DATA RECORDS.
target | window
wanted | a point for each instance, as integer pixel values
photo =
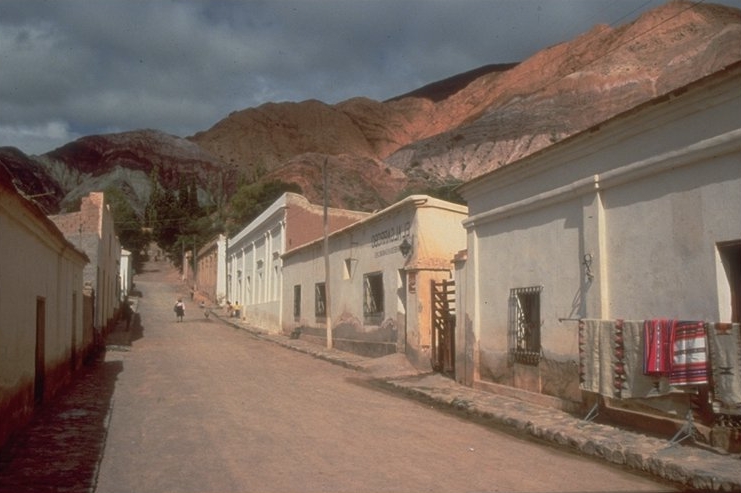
(297, 301)
(373, 298)
(320, 300)
(524, 324)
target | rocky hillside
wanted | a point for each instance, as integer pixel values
(447, 131)
(472, 123)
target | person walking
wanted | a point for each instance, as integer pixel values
(179, 310)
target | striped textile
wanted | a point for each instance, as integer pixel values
(611, 360)
(657, 340)
(689, 354)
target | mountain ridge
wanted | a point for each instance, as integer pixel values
(443, 133)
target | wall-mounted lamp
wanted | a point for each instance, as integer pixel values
(406, 247)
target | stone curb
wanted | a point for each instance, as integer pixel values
(686, 467)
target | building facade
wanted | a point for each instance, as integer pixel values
(635, 219)
(254, 274)
(210, 272)
(91, 230)
(42, 335)
(378, 292)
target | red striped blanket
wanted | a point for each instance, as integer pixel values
(689, 358)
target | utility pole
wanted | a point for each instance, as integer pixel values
(327, 291)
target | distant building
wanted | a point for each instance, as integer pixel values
(91, 230)
(380, 293)
(127, 274)
(636, 218)
(42, 335)
(254, 275)
(210, 272)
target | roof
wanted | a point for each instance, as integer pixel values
(729, 71)
(8, 188)
(416, 201)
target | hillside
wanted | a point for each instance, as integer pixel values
(445, 132)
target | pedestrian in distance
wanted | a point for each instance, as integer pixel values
(128, 313)
(179, 310)
(206, 309)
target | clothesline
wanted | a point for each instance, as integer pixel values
(648, 358)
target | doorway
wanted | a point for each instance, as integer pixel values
(443, 326)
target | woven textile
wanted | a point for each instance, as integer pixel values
(636, 384)
(595, 357)
(724, 340)
(611, 360)
(689, 354)
(657, 338)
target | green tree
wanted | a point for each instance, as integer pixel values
(128, 224)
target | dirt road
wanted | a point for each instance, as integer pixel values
(202, 407)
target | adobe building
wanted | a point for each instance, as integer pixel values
(210, 271)
(633, 220)
(91, 230)
(42, 335)
(254, 274)
(381, 270)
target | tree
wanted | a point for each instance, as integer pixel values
(128, 225)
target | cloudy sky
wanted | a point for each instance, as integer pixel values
(70, 68)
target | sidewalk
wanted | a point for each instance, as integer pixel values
(689, 467)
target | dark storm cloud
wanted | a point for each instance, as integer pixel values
(73, 67)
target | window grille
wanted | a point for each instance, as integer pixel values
(373, 298)
(320, 300)
(297, 301)
(524, 322)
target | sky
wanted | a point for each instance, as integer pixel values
(70, 68)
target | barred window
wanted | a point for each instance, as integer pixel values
(373, 298)
(320, 300)
(524, 322)
(297, 301)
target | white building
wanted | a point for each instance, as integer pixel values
(254, 276)
(381, 271)
(42, 335)
(636, 218)
(92, 231)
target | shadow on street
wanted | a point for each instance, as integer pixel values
(61, 447)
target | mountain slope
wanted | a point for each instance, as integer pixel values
(445, 132)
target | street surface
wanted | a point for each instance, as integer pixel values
(200, 406)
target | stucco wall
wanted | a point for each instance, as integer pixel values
(434, 233)
(44, 271)
(620, 221)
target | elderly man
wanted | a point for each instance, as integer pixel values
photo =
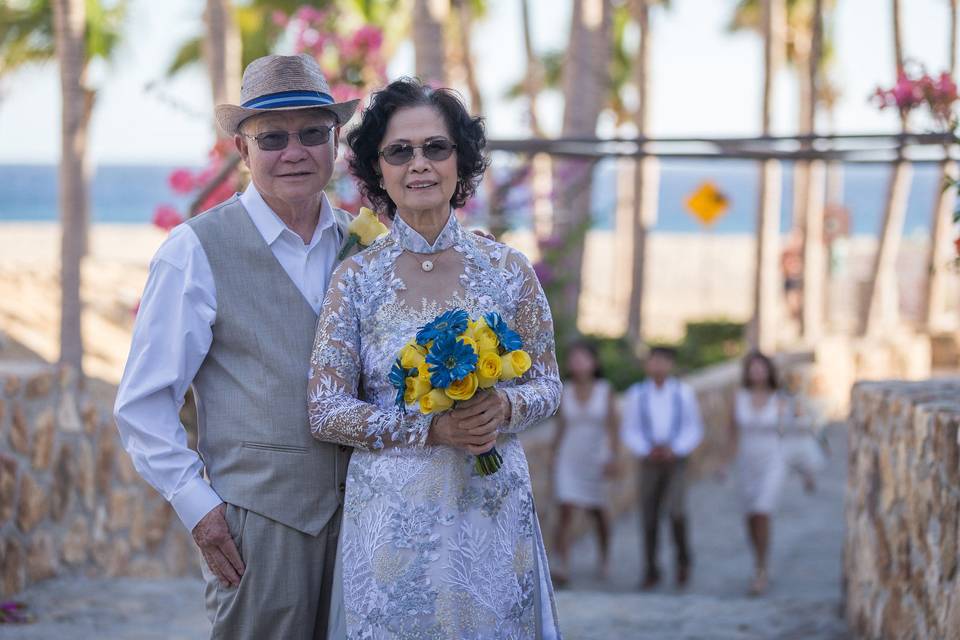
(230, 307)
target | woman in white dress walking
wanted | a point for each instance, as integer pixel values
(760, 415)
(585, 446)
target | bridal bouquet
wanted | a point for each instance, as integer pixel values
(450, 359)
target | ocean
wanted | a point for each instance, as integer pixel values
(130, 194)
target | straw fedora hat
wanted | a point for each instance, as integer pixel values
(281, 83)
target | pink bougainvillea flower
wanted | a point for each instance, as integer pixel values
(368, 38)
(166, 217)
(182, 181)
(550, 243)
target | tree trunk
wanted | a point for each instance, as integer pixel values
(763, 334)
(221, 50)
(883, 307)
(533, 82)
(586, 84)
(466, 71)
(814, 251)
(429, 17)
(645, 178)
(935, 298)
(69, 18)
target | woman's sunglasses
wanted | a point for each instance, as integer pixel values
(401, 153)
(277, 140)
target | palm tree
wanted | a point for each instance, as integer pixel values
(221, 50)
(766, 279)
(74, 33)
(463, 14)
(586, 85)
(69, 18)
(938, 256)
(646, 170)
(429, 19)
(882, 308)
(812, 205)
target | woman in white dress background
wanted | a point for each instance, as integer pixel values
(584, 453)
(761, 412)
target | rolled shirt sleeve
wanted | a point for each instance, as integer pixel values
(171, 337)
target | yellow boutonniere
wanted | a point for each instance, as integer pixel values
(364, 230)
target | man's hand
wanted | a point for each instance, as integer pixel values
(216, 545)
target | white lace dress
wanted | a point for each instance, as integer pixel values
(430, 549)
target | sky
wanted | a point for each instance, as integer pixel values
(706, 81)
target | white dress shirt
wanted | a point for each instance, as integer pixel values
(661, 402)
(172, 335)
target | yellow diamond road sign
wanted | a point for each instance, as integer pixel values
(707, 203)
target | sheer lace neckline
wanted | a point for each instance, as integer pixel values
(410, 240)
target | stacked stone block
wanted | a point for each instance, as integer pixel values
(70, 500)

ABOUT THIS TASK.
An exact copy of all the records, free of pictures, is the expected answer.

SOLUTION.
target | window
wanted | a point for each instance, as integer pixel values
photo =
(297, 301)
(373, 298)
(320, 300)
(524, 324)
target | rocky hillside
wanted | a point for each instance, as integer pixel values
(447, 131)
(472, 123)
target | person walking
wanted | a point for each instance, as integer pixel values
(179, 310)
target | striped textile
wanted | a point for each instance, as integer pixel values
(611, 360)
(657, 340)
(689, 354)
target | mountain ridge
wanted | a point for each instance, as integer pixel values
(443, 133)
target | wall-mounted lamp
wanted | a point for each instance, as integer pixel values
(406, 247)
target | stone curb
wanted | a point for each instance, as integer pixel values
(686, 467)
target | building facade
wanted | a point for each instance, as integer pixel values
(635, 219)
(254, 274)
(210, 272)
(91, 230)
(42, 335)
(378, 292)
target | red striped blanket
wanted | a point for each instance, as integer pixel values
(689, 358)
target | utility pole
wanted | a point for each instance, as integer pixel values
(327, 291)
target | distant building
wanted | a point for each instance, as integer pixel values
(91, 230)
(380, 293)
(127, 274)
(636, 218)
(42, 335)
(254, 275)
(210, 272)
target | roof
wanted | a point for each instance, as integer pixel values
(729, 71)
(8, 188)
(416, 201)
target | hillside
wanted | a point for each instance, as integer pixel values
(445, 132)
target | pedestrian in distance
wanted | a point for each instance, as integer pixel values
(128, 313)
(179, 310)
(206, 309)
target | clothesline
wanted | a point for each instance, as integer pixel values
(648, 358)
target | doorway
wanted | a point for each instance, as integer pixel values
(443, 326)
target | woven textile
wanted | a point for each instance, as integer pixel values
(636, 384)
(595, 357)
(724, 340)
(611, 360)
(689, 354)
(657, 338)
target | green tree
wanted | a point for each instance, as integer pixel values
(128, 224)
target | dirt road
wanted | a point for each instance, as integer pixel values
(202, 407)
target | adobe building
wanted | a point for each instance, as integer pixel values
(210, 271)
(633, 220)
(91, 230)
(42, 335)
(254, 274)
(381, 270)
target | tree
wanted | a point for each instance, as integer pixel values
(128, 225)
target | cloudy sky
wanted | a point for each instance, as integer pixel values
(70, 68)
target | sidewalk
wanted | a point for each instance, as integer pixel values
(689, 467)
target | dark storm cloud
wanted | a point for each instance, as integer pixel values
(73, 67)
target | window grille
wanted | a point for each instance, as integer pixel values
(373, 298)
(320, 300)
(297, 301)
(524, 322)
target | sky
wanted | a point for each instance, as integer pixel values
(70, 68)
target | barred window
wanted | a point for each instance, as integer pixel values
(373, 298)
(320, 300)
(524, 322)
(297, 301)
target | white building
wanted | a point for each instance, as integer pixel values
(254, 276)
(381, 271)
(42, 335)
(636, 218)
(92, 231)
target | shadow on street
wanted | a point for each instance, as integer pixel values
(61, 447)
target | mountain slope
wanted | a point for each instance, as integer pixel values
(445, 132)
target | street surface
wanted | a point for each instance, as integer pixel values
(200, 406)
target | stucco wall
wanted | a point for each instance, as integer pixel values
(434, 233)
(44, 271)
(620, 221)
target | elderly man
wanted | a point for each instance, as integer pixel values
photo =
(230, 307)
target | woman in white dress walking
wanted | a point for each instance, as integer pixel values
(760, 415)
(585, 446)
target | bridal bouquet
wanted | a point for each instance, as integer pixel values
(450, 359)
target | ocean
wanted | a point for each instance, as integer pixel values
(130, 194)
target | straw fedora hat
wanted | a point for each instance, as integer pixel values
(281, 83)
target | pink bougainvillea flower
wanted | a point for each instance, as integer pixel values
(368, 38)
(166, 217)
(182, 181)
(550, 243)
target | tree trunk
wanted | a point for each instance, as integer pixel values
(763, 334)
(221, 50)
(883, 307)
(533, 82)
(586, 84)
(466, 71)
(814, 251)
(429, 17)
(645, 178)
(935, 298)
(69, 18)
target | woman's sunglasses
wanted | a point for each instance, as integer pixel values
(401, 153)
(277, 140)
target | palm tree
wanted | a point for each instance, as integer pixel values
(221, 50)
(766, 279)
(74, 33)
(463, 14)
(586, 85)
(69, 18)
(938, 256)
(646, 170)
(429, 19)
(882, 308)
(812, 205)
target | woman in white dress background
wanted | a point for each instance, as integer pixel values
(584, 453)
(761, 412)
target | rolled shirt sleeve
wanted | a point for each instance, as integer pixel values
(171, 337)
target | yellow boutonniere
wanted | a point for each instance, as integer pixel values
(364, 230)
target | man's hand
wanted | a point for each instance, as integer pixel values
(216, 545)
target | white lace dress
wanted | a point for each instance, as integer pixel values
(430, 549)
target | sky
wanted | a point for each instance, as integer pixel values
(706, 81)
target | white dress shirt
wanted | a point for each instance, as integer pixel values
(661, 402)
(172, 335)
target | yellow diamond road sign
wanted | a point for each instance, as integer pixel values
(707, 203)
target | sheer lace neckline
wanted | a point for each instance, as integer pixel values
(410, 240)
target | stacked stone block
wanted | a point for each instance, as integer pixel values
(70, 500)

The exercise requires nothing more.